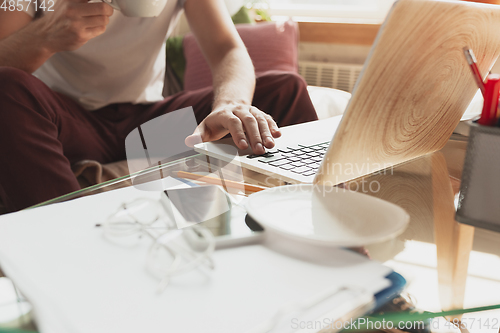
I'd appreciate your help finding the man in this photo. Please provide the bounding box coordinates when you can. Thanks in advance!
[0,0,317,211]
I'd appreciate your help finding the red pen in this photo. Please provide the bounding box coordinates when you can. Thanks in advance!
[464,47,485,97]
[477,74,500,126]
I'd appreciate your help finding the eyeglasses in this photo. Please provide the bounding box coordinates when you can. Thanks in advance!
[96,198,215,293]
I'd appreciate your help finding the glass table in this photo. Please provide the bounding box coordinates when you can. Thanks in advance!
[0,135,500,333]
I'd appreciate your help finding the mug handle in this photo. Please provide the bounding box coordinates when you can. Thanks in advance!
[101,0,121,10]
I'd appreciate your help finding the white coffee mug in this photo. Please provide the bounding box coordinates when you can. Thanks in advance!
[102,0,167,17]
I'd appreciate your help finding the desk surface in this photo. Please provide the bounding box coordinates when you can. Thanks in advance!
[8,137,500,333]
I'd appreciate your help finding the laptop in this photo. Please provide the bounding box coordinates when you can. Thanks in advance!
[195,0,500,185]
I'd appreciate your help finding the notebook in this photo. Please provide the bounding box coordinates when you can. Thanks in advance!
[195,0,500,185]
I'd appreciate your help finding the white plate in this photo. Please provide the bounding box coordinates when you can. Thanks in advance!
[246,184,410,247]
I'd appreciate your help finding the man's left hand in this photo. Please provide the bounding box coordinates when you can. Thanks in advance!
[186,104,281,155]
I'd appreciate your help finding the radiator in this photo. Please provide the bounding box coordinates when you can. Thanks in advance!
[299,61,363,92]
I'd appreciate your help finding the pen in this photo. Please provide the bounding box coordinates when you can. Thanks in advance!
[177,171,266,192]
[464,47,486,97]
[477,74,500,126]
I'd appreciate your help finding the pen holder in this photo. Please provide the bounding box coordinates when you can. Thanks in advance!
[456,122,500,231]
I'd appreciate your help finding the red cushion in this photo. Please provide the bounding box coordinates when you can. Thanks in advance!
[183,21,298,90]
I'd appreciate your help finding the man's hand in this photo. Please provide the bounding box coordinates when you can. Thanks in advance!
[186,104,281,154]
[35,0,113,53]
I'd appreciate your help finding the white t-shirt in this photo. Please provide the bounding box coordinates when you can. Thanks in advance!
[22,0,185,110]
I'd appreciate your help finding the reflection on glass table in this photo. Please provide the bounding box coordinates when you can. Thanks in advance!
[12,139,500,333]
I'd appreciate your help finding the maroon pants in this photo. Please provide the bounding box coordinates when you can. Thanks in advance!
[0,67,317,211]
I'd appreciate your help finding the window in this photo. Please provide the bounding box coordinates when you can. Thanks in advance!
[266,0,395,23]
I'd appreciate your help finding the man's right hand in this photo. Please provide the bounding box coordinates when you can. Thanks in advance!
[35,0,113,53]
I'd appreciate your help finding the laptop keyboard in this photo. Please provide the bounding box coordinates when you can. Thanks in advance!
[247,141,330,176]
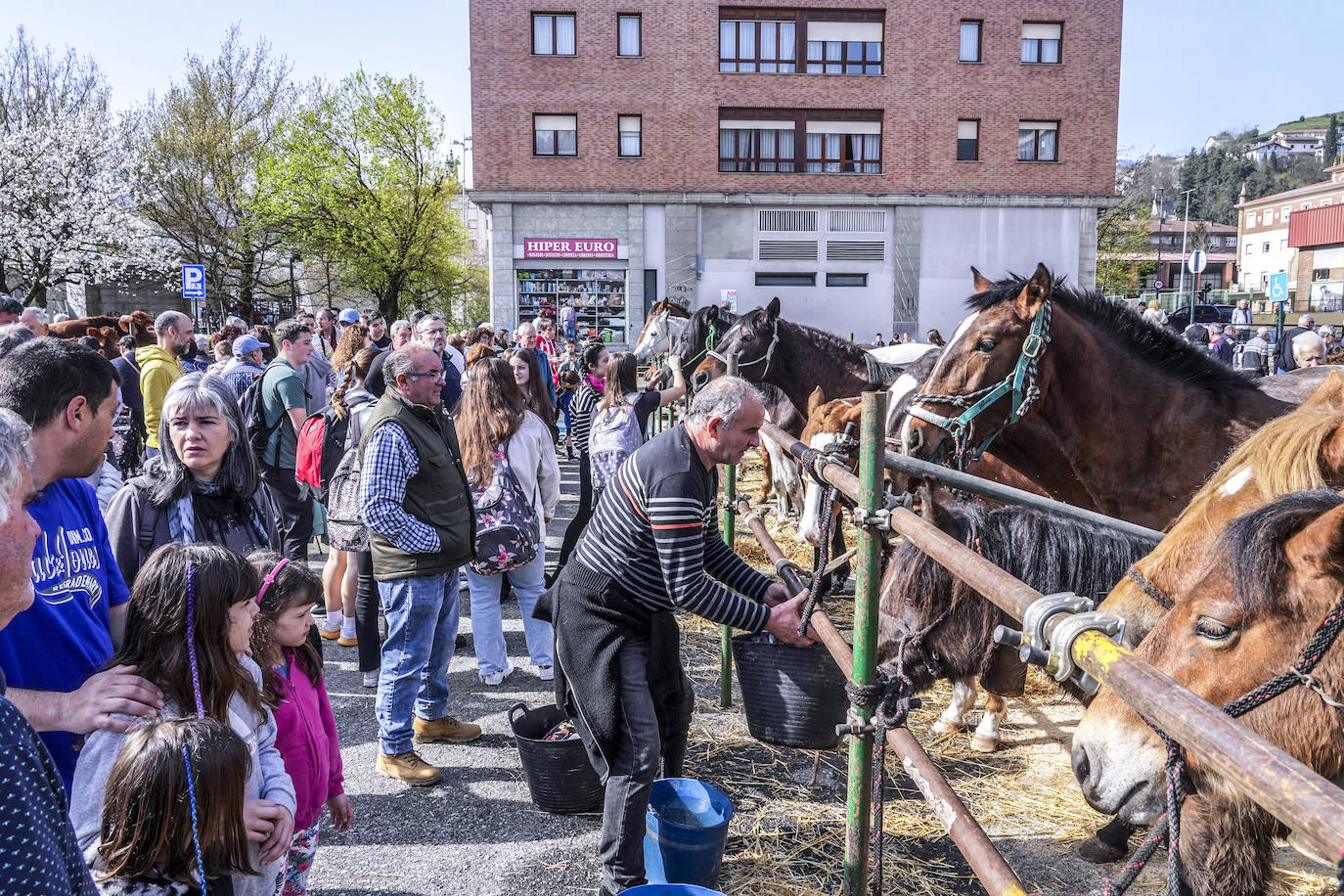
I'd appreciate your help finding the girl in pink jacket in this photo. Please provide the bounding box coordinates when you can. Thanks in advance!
[248,551,355,896]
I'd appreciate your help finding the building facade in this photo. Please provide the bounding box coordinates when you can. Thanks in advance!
[470,0,1121,344]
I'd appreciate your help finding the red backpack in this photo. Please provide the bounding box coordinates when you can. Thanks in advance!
[294,404,349,501]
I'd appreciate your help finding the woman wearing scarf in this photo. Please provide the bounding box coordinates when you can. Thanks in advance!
[108,374,281,586]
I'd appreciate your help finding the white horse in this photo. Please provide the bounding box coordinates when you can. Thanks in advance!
[635,310,691,364]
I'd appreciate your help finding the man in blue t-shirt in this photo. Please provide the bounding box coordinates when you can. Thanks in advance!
[0,337,162,788]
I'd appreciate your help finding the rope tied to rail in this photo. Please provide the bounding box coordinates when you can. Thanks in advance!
[798,435,859,638]
[1102,588,1344,896]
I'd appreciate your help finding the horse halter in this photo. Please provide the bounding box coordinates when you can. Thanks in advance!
[906,299,1051,470]
[705,317,780,379]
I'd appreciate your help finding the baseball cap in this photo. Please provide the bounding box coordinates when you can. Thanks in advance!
[234,334,261,357]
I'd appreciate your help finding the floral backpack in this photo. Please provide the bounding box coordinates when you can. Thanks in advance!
[467,442,539,575]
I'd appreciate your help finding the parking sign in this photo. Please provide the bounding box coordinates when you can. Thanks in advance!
[181,265,205,298]
[1268,270,1287,302]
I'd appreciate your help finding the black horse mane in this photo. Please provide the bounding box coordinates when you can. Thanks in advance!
[966,273,1259,392]
[1212,489,1344,614]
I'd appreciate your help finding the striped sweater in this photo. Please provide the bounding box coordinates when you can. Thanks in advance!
[570,377,603,457]
[574,426,770,631]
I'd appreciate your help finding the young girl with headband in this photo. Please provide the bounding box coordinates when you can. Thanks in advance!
[91,719,251,896]
[69,543,295,896]
[247,551,355,896]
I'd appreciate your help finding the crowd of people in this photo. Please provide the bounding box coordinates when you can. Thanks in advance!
[0,300,805,896]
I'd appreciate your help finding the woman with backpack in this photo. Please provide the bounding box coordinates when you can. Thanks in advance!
[457,357,560,685]
[107,372,283,586]
[321,349,381,670]
[587,352,686,505]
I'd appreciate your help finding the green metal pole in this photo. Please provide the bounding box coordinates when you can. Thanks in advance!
[844,392,887,896]
[719,355,738,709]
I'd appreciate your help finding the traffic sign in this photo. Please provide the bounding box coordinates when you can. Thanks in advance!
[181,265,205,298]
[1265,270,1287,302]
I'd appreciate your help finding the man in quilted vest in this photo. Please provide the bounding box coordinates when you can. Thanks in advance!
[359,342,481,785]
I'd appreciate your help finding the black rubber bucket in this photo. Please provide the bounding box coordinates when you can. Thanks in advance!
[733,634,849,749]
[508,702,604,816]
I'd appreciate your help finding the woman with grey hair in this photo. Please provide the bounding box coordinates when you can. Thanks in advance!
[108,374,281,586]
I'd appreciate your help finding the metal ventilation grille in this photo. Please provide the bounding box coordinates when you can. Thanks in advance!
[827,208,887,234]
[761,209,817,234]
[759,239,817,262]
[822,239,887,262]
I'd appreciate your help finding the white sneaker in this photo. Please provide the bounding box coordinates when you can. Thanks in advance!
[481,663,514,685]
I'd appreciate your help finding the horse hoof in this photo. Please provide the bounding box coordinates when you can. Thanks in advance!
[970,735,999,752]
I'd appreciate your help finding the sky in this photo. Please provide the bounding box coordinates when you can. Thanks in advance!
[8,0,1344,167]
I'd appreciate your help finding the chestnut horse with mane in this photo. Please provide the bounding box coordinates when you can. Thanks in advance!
[902,265,1319,528]
[1072,489,1344,896]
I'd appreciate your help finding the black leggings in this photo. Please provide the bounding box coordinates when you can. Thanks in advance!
[557,453,593,568]
[353,551,383,672]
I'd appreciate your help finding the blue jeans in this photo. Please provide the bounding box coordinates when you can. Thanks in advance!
[467,551,555,676]
[374,569,459,755]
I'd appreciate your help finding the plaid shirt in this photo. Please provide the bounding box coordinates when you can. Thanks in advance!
[359,421,439,554]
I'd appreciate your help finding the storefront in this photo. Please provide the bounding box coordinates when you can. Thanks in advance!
[515,237,629,345]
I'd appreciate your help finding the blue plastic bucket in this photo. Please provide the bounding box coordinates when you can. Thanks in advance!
[642,778,733,893]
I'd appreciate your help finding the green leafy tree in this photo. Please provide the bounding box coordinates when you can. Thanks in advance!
[256,68,470,320]
[1097,194,1157,295]
[133,25,294,318]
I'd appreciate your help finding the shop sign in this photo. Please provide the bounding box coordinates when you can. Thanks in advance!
[522,238,615,258]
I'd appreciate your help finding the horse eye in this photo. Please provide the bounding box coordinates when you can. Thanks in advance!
[1194,616,1236,642]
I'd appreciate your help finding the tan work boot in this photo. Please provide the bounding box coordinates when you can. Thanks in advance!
[378,749,443,787]
[411,716,481,744]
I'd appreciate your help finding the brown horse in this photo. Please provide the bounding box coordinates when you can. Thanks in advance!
[902,265,1305,528]
[1100,371,1344,648]
[691,298,937,419]
[1072,490,1344,896]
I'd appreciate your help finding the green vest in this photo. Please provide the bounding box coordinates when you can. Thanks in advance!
[359,388,475,582]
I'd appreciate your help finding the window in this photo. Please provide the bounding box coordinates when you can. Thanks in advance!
[719,119,794,172]
[615,12,643,57]
[532,115,579,156]
[957,21,985,62]
[1017,121,1059,161]
[806,121,881,175]
[757,271,817,287]
[532,12,574,57]
[808,22,881,75]
[719,19,798,74]
[615,115,644,156]
[1021,22,1064,65]
[957,118,980,161]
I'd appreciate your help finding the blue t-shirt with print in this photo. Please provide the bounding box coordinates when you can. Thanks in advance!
[0,479,130,791]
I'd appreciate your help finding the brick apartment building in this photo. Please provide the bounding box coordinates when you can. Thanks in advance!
[470,0,1121,344]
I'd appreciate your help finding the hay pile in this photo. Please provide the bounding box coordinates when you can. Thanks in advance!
[682,464,1336,896]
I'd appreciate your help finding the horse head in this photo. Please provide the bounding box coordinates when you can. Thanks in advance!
[902,265,1055,462]
[691,297,780,389]
[1072,489,1344,843]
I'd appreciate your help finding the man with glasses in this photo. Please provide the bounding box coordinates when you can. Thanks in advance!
[411,314,467,414]
[359,343,481,787]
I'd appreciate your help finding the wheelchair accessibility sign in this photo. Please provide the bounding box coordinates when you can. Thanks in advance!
[181,265,205,298]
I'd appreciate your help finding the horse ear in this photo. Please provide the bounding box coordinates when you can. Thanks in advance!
[1016,265,1053,320]
[970,265,995,292]
[808,385,827,419]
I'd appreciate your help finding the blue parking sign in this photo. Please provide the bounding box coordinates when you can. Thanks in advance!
[181,265,205,298]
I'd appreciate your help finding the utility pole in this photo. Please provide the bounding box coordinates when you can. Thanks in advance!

Written instruction
Carry over the entries, starting with the line that contains "I'd appreciate your help finding the horse head" and going on through the end of the entries. Copy every line, requests included, and add 56 to each bounding box coordinate.

Output of the exercise
I'd appreciate your help finding the horse head in this photo. Please provide the bounding box coordinates when you can. Thanks in advance!
[958,321,1111,518]
[747,353,836,445]
[1128,545,1400,899]
I'd appreciate your help finding the man with glasses in this photo. Please provide the bounding box coordinates when you can. Thanks in advance!
[467,370,523,470]
[415,399,537,843]
I'd appreciate your help finding the wheelchair accessibility sign in this photo. Please provide the bounding box coordinates when you can. Thanks in advance!
[237,321,261,354]
I'd appreciate your help finding the horse ear in this photo. Please provide the bounding box coordinates when you can. Thanks in advance!
[1072,321,1109,376]
[1026,321,1051,348]
[864,441,883,475]
I'd appreciate your help finding the blue parking sign in this photo. Please provide the bounding box coordinates when you can. Thanks in advance!
[237,321,261,354]
I'd appreciate your help finding the utility pole in this photo. Please provide the bounding box coordinates when you can. Thanks in advance!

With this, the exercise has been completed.